Dataset content
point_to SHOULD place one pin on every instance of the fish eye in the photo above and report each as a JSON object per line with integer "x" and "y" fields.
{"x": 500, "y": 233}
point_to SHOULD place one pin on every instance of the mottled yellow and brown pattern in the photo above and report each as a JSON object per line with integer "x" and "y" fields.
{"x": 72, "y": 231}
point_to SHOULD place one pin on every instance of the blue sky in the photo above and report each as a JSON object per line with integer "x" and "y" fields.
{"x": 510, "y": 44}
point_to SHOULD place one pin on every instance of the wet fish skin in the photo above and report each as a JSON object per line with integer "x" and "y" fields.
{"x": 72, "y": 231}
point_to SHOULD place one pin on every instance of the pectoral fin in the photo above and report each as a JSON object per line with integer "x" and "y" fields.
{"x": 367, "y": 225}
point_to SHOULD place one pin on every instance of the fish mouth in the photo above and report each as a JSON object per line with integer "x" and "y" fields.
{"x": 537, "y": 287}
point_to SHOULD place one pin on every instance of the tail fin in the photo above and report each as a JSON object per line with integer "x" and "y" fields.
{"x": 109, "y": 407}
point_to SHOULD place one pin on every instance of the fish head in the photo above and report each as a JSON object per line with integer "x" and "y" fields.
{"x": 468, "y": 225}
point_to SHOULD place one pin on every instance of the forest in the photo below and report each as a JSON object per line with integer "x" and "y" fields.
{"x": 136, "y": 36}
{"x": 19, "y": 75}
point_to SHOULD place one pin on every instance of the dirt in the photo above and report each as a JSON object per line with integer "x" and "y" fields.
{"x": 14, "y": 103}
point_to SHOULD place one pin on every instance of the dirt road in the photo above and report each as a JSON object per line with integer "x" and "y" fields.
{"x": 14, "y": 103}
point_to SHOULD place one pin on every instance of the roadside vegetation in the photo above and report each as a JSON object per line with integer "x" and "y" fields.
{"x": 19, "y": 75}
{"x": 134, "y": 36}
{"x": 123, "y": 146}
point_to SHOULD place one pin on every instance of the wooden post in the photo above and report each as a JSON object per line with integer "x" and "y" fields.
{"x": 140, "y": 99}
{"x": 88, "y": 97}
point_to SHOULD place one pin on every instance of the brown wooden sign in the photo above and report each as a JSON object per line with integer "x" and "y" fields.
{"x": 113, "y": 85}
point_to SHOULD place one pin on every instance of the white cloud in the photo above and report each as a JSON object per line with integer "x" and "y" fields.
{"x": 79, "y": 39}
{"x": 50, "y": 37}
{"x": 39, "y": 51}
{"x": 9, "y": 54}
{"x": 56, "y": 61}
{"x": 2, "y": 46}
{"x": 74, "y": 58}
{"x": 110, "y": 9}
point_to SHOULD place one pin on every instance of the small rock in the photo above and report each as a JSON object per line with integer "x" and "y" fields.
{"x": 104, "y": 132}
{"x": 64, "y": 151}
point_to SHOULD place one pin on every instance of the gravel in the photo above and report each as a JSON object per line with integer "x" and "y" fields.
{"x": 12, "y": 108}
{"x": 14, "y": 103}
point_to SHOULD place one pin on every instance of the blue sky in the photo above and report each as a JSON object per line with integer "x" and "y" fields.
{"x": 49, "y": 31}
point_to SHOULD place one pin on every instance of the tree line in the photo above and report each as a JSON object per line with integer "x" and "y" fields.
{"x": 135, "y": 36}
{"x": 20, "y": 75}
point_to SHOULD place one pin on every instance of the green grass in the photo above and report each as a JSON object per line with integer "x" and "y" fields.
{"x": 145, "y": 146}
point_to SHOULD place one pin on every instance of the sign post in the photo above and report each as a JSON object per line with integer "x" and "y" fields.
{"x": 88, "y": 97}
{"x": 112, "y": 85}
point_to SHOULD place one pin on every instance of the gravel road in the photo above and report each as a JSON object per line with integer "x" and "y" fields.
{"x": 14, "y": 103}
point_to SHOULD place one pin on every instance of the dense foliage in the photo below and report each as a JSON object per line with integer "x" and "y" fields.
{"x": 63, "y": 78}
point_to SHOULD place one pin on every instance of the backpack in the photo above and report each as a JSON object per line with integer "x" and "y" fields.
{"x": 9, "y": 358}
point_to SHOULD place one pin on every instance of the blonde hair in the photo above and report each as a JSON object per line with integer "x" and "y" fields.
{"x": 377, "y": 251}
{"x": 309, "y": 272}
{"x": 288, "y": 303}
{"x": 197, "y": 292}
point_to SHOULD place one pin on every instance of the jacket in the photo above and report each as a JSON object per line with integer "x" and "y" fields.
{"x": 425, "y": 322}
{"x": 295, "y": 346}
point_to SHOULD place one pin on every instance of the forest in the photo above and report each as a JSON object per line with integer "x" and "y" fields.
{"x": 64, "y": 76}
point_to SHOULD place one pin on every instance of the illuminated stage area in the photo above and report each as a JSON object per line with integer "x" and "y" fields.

Required task
Rewrite every one of the records above as a numbered list, one line per item, with blank lines dropped.

Task result
1. point_to SHOULD place one pin on every instance of the fish eye in the photo above and report each as a JSON object per line with integer "x" and "y" fields.
2. {"x": 500, "y": 233}
3. point_to SHOULD place one pin on every instance of the mottled yellow and brown pattern in the photo above and report each as a JSON object per line with integer "x" and "y" fields.
4. {"x": 72, "y": 231}
5. point_to SHOULD place one pin on every instance of the blue sky in the photo above and report each as a JSON object per line with integer "x" and "y" fields.
6. {"x": 510, "y": 44}
7. point_to SHOULD place one pin on every instance of the wet fish skin in the photo above and report each as a JSON object per line with integer "x" and "y" fields.
8. {"x": 72, "y": 231}
9. point_to SHOULD place one pin on every instance of the pectoral fin in the photo above and report each as a JSON object per line with integer "x" and "y" fields.
10. {"x": 367, "y": 225}
11. point_to SHOULD place one pin on every instance of the fish mouth in the photo above and report each as a JSON object per line with integer "x" and "y" fields.
12. {"x": 537, "y": 287}
13. point_to SHOULD place one pin on every instance of the tail fin in the photo above and report each as a JSON object per line with integer "x" and "y" fields.
14. {"x": 109, "y": 407}
15. point_to SHOULD place one pin on every instance of the fish head in the photo above and report each as a JSON object per line with integer "x" and "y" fields.
16. {"x": 468, "y": 225}
17. point_to SHOULD place one pin on every instance of the forest in the photo below and report each as a JSON object per line with integer "x" and "y" fields.
18. {"x": 136, "y": 36}
19. {"x": 19, "y": 75}
20. point_to SHOULD place one pin on every instance of the dirt in the photo above and report each as a JSON object per line with integer "x" and "y" fields.
21. {"x": 14, "y": 103}
22. point_to SHOULD place one pin on every instance of the dirt road in the photo above and report each as a JSON object per line with integer "x" and "y" fields.
23. {"x": 14, "y": 103}
24. point_to SHOULD place one pin on every instance of the roadside vegetation in the photo above and report each as a JSON object per line with integer "x" and "y" fields.
25. {"x": 19, "y": 75}
26. {"x": 134, "y": 36}
27. {"x": 123, "y": 146}
28. point_to SHOULD place one pin on every instance of the wooden post in the photo above and report each as a JSON object per line with integer "x" and "y" fields.
29. {"x": 140, "y": 99}
30. {"x": 88, "y": 97}
31. point_to SHOULD place one pin on every instance of the brown wooden sign in the photo above and report each as a JSON object per line with integer "x" and "y" fields.
32. {"x": 113, "y": 85}
33. point_to SHOULD place one pin on every instance of the white cloud in the photo above and report each as a JSON object per line with integer "x" and "y" fields.
34. {"x": 79, "y": 39}
35. {"x": 50, "y": 37}
36. {"x": 39, "y": 51}
37. {"x": 9, "y": 54}
38. {"x": 56, "y": 61}
39. {"x": 2, "y": 46}
40. {"x": 74, "y": 58}
41. {"x": 110, "y": 9}
42. point_to SHOULD place one pin on every instance of the small rock in the photo above and report each as a JSON object per line with integer "x" and "y" fields.
43. {"x": 104, "y": 132}
44. {"x": 64, "y": 151}
45. point_to SHOULD place one pin on every instance of the gravel in the photo above and report each as a JSON object per line with integer "x" and "y" fields.
46. {"x": 12, "y": 108}
47. {"x": 14, "y": 103}
48. point_to SHOULD place one pin on every instance of the blue sky in the photo above and report each as a JSON object per line with integer "x" and "y" fields.
49. {"x": 49, "y": 31}
50. point_to SHOULD place one pin on every instance of the tree line in the photo above and report each as a JSON object per line with integer "x" and "y" fields.
51. {"x": 135, "y": 36}
52. {"x": 20, "y": 75}
53. point_to SHOULD place one pin on every instance of the green grass in the photo above and report each as a JSON object per line with integer "x" and "y" fields.
54. {"x": 145, "y": 146}
55. point_to SHOULD place one pin on every instance of the sign post in the photo above and report each as a JSON object per line with integer "x" and "y" fields.
56. {"x": 88, "y": 97}
57. {"x": 112, "y": 85}
58. point_to SHOULD place one pin on every instance of the gravel road in the photo above and report each as a JSON object per line with integer "x" and "y" fields.
59. {"x": 14, "y": 103}
60. point_to SHOULD place one pin on every instance of the dense foliage in the photo below and report each as a JSON object per line with integer "x" and "y" fields.
61. {"x": 63, "y": 78}
62. point_to SHOULD place one pin on every instance of the backpack in the photo above and report each as a JSON object per line with integer "x" and "y" fields.
63. {"x": 9, "y": 358}
64. point_to SHOULD place one pin on every instance of the blonde hair in the photo above and report each as a JSON object per line with integer "x" and "y" fields.
65. {"x": 377, "y": 251}
66. {"x": 309, "y": 272}
67. {"x": 288, "y": 303}
68. {"x": 197, "y": 292}
69. point_to SHOULD place one pin on every instance of the jacket in the photo above and report each as a JSON object per line with integer "x" and "y" fields.
70. {"x": 425, "y": 322}
71. {"x": 295, "y": 346}
72. point_to SHOULD place one pin on every instance of the forest in the photo above and report each as a JSON object per line with integer "x" and "y" fields.
73. {"x": 64, "y": 76}
74. point_to SHOULD place one pin on every instance of the illuminated stage area in the photo above and report each as a JSON object per line with integer "x" and "y" fields.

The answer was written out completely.